■ **Extract to read**:
──────────

Strike wraps up 3rd day, no negotiations set
By Cindy Wojdyla Cain firstname.lastname@example.org November 20, 2013 5:06PM
Updated: December 23, 2013 2:40PM
JOLIET — Two women whose loved ones are residents at Sunny Hill Nursing Home expressed support for striking union workers Wednesday but also concern that the strike had entered its third day.
They want Will County officials to come to an agreement with about 1,000 members of American Federation of State, County and Municipal Employees Local 1028 so the residents at the county-owned nursing home are cared for by people who know them and care about them, instead of temporary workers from outside agencies.
Jo Ann Caretto said her mom, Charlotte Poulos, 93, now is being cared for by strangers.
“My main concern is the outside agency workers don’t know the residents like regular nurses and CNAs,” Caretto said as she stood with picketing union workers outside the nursing home at 421 Doris Ave. “Everybody is confused in there because it’s not the same CNAs and nurses they’re used to seeing all the time.”
Martina Salinas, whose husband, Manuel, is receiving care at the nursing home, said that now when she arrives in the morning her husband isn’t dressed and he’s not up and sitting in a chairs, which he had been when Local 1028 members were caring for him.
“I’m concerned, because those people don’t know what they’re doing,” she said of the substitute nurses replacing the union nurses who are on strike. “And they don’t connect his feeding tube when they’re supposed to.”
She said she now has to push people to help with her husband, who is paralyzed and noncommunicative.
“He can’t stay in the bed all day,” she said. “He needs to go in the chair. I’m not happy.”
Bruce Tidwell, the county’s human resources director, said he has not heard any complaints about care at the nursing home.
“I think it’s going OK,” he said.
Tidwell said the nursing home is fully staffed and “I have not heard any negatives from Sunny Hill today. And I have asked all department heads to report any problems.”
Tidwell said nursing home Administrator Karen Isberg Sorbero told him, “Residents were pleased with breakfast and were served with a smile.”
Sorbero said many of the agency nurses have worked at the nursing home in the past “and are very, very familiar with our residents.” The Illinois Department of Public Health has had a monitor at the nursing home every day since the strike started to make sure the facility is up to standards, she added.
Sorbero said she misses her regular workers and wishes they were back, but until the strike is over, the nursing home will do the best it can.
“We are asking our residents and our family members to be patient,” she said. “These are their loved ones and I don’t blame them, I would have concerns, too.”

──────────

■ **Material shown**:
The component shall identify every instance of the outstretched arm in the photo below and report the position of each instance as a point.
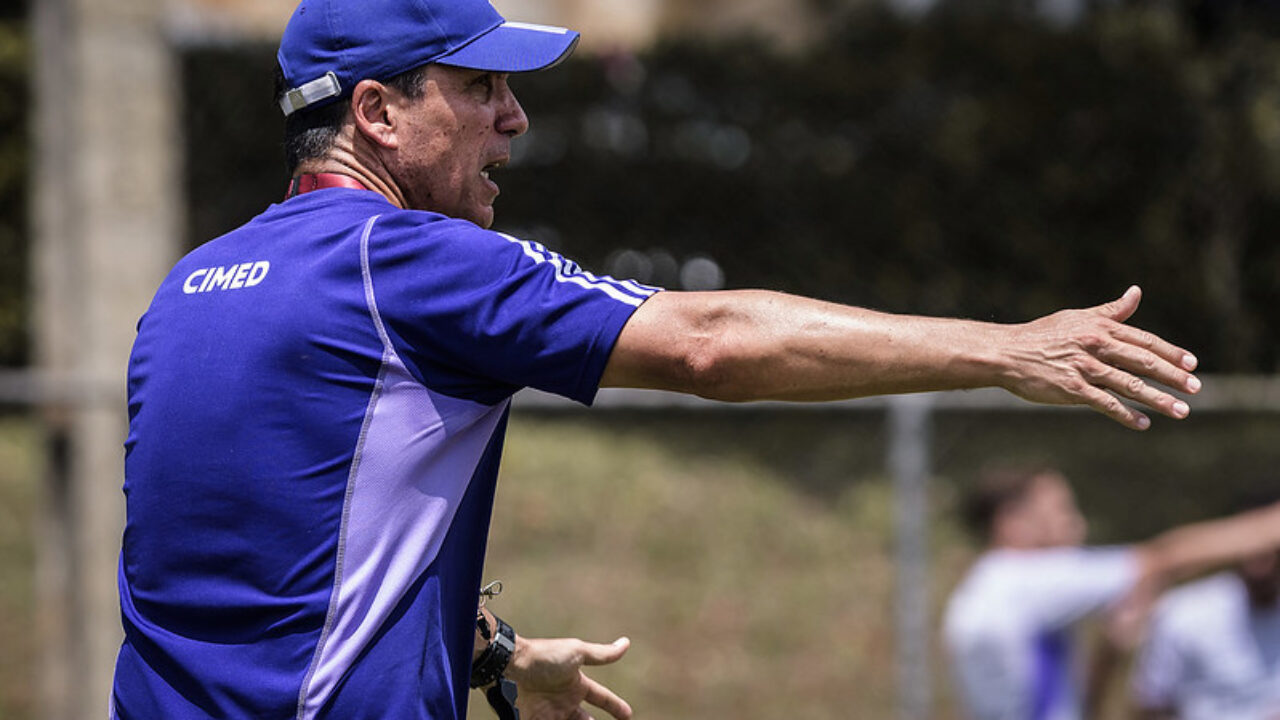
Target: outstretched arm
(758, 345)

──────────

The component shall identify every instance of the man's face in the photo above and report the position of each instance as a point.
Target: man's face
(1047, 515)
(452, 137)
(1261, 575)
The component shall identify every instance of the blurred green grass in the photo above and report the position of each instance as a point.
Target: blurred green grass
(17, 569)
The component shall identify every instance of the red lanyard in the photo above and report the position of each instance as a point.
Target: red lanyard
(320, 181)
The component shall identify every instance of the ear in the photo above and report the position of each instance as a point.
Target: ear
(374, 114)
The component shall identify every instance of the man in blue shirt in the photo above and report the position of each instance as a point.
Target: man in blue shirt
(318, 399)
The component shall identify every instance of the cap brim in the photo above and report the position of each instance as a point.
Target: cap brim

──────────

■ **Instructions to follow**: Reproduce the portion of the strike article above word for word, starting at "Sorbero said many" and ending at "standards, she added.".

■ **Task result**:
Sorbero said many of the agency nurses have worked at the nursing home in the past “and are very, very familiar with our residents.” The Illinois Department of Public Health has had a monitor at the nursing home every day since the strike started to make sure the facility is up to standards, she added.